Supplied data:
━━━━━━━━━━

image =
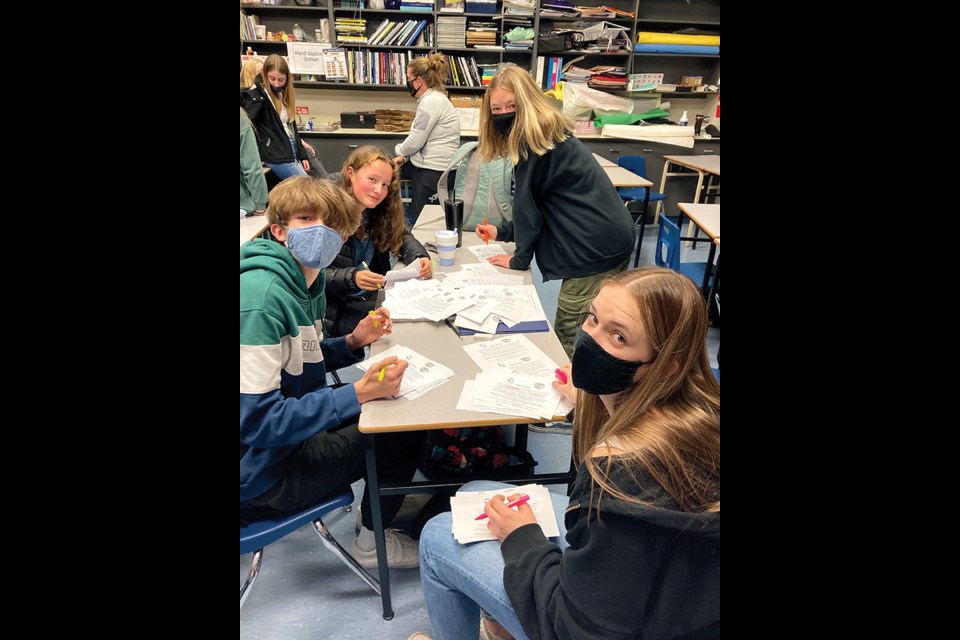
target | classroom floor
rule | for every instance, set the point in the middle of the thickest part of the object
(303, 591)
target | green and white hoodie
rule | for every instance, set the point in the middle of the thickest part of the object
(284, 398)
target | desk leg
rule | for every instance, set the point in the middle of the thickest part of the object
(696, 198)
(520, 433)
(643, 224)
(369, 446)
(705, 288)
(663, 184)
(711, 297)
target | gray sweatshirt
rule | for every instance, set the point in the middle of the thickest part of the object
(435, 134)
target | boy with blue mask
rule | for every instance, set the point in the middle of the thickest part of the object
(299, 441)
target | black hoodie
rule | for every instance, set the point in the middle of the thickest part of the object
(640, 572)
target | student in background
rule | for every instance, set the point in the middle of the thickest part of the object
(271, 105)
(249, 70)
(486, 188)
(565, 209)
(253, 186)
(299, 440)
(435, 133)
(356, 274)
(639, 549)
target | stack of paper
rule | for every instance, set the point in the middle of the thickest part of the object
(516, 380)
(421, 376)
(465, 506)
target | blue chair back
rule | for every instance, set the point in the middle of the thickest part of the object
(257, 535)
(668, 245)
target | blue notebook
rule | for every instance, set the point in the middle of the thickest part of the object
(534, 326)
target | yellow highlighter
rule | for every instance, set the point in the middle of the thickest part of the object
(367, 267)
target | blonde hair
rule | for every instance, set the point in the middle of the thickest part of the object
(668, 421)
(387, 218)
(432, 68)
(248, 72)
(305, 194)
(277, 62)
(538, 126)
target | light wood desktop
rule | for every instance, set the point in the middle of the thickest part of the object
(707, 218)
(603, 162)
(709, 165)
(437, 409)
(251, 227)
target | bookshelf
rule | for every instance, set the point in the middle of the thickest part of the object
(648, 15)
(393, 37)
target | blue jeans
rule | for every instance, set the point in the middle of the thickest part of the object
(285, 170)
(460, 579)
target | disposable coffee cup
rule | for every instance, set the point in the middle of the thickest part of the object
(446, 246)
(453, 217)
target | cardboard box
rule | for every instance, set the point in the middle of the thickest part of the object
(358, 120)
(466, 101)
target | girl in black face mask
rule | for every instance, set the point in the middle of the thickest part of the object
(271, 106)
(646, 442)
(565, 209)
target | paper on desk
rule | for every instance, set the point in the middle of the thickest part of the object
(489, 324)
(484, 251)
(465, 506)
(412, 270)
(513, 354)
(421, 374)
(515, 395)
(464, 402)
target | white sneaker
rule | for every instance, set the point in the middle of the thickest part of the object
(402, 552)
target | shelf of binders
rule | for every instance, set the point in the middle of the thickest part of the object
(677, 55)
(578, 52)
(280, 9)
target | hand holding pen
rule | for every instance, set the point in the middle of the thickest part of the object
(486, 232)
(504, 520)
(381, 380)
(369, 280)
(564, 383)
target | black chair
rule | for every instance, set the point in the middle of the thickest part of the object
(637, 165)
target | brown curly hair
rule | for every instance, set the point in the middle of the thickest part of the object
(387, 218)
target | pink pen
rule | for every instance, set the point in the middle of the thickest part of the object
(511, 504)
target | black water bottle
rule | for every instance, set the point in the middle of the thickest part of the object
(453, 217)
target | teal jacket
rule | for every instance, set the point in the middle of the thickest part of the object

━━━━━━━━━━

Objective:
Lay out every row above as a numbered list, skipping any blank lines and leaving the pictures out.

The response:
1. image =
2. target | classroom floor
3. rule | for every instance, set the point in the middle of the thickest part of the object
4. (303, 591)
5. target | green and white hoodie
6. rule | for every instance, set the point in the middle of the thickest part of the object
7. (284, 398)
8. target | desk leg
9. rule | for every instance, set the point in the middle of the thickest part of the object
10. (696, 198)
11. (520, 433)
12. (643, 224)
13. (369, 446)
14. (705, 288)
15. (663, 184)
16. (711, 297)
17. target | gray sweatshirt
18. rule | for every instance, set the point in the middle of the thickest part of the object
19. (435, 134)
20. target | boy with blue mask
21. rule | for every instance, set the point in the middle of the thickest part of the object
22. (299, 441)
23. target | black hoodie
24. rule | for every instance, set the point in the middle of the thickest part of the object
25. (640, 572)
26. target | student in background
27. rule | for every instance, set the point in the middle of the thickest part of the object
28. (271, 105)
29. (249, 70)
30. (486, 188)
31. (565, 209)
32. (253, 186)
33. (299, 440)
34. (435, 133)
35. (356, 274)
36. (639, 549)
37. target | stack of paper
38. rule | for every instance, set the point in the middle of the thickest part of the object
39. (516, 380)
40. (421, 376)
41. (465, 506)
42. target | blue chair back
43. rule | for every instance, set the point in the middle of the thickest part of the object
44. (257, 535)
45. (668, 245)
46. target | blue notebook
47. rule | for every instance, set the point in the middle of the thickest part of the object
48. (534, 326)
49. target | yellow highlighter
50. rule | for every instance, set the point in the middle of the thickest part of the object
51. (367, 267)
52. target | blonde hair
53. rule | for every instance, set the point in the middle of the thickest part of the object
54. (668, 421)
55. (387, 218)
56. (432, 68)
57. (248, 72)
58. (305, 194)
59. (277, 62)
60. (538, 126)
61. target | light wood desktop
62. rule | for every instance, set the point in the middle of the thickest part of the object
63. (707, 218)
64. (603, 162)
65. (709, 165)
66. (437, 409)
67. (251, 227)
68. target | bookshelf
69. rule | for every instance, set the point in the middle of the thickest part of the object
70. (648, 15)
71. (393, 37)
72. target | blue jeans
73. rule | for every instance, set the point in the middle of the thickest part of the object
74. (285, 170)
75. (460, 579)
76. target | disposable coffee cup
77. rule | for every instance, set the point in the middle of the thickest part of the object
78. (446, 246)
79. (453, 217)
80. target | cardboard box
81. rule | for every instance, set the point in the middle of the thickest part of the object
82. (358, 120)
83. (466, 101)
84. target | girl in black face mask
85. rule | for every instance, set the point in the middle of the thickest part of the object
86. (271, 106)
87. (646, 442)
88. (565, 209)
89. target | paper on desk
90. rule | for every instance, set the point in the middle of the thickest part of the object
91. (489, 324)
92. (484, 251)
93. (465, 506)
94. (412, 270)
95. (513, 354)
96. (421, 374)
97. (515, 395)
98. (464, 402)
99. target | white sneaker
100. rule | for every instance, set the point in the middle of the thickest part of the object
101. (402, 552)
102. target | shelf of binders
103. rule | for every instance, set the point in the middle of the thickest part of the object
104. (677, 55)
105. (578, 52)
106. (280, 9)
107. target | hand holding pen
108. rule | for every instance, set the point in the middle of the thickest part of the object
109. (486, 232)
110. (504, 520)
111. (381, 380)
112. (369, 280)
113. (564, 383)
114. target | black chair
115. rule | for every instance, set the point in the middle of the thickest part of the object
116. (637, 165)
117. target | brown curly hair
118. rule | for every instance, set the point in the middle of the thickest part of the object
119. (387, 218)
120. target | pink pen
121. rule | for every instance, set the point in the middle of the thickest part of the object
122. (511, 504)
123. target | black water bottle
124. rule | for every instance, set the point in the middle of the thickest part of the object
125. (453, 217)
126. target | teal jacket
127. rule | for every instance, set the point in the middle of the thickest part of the object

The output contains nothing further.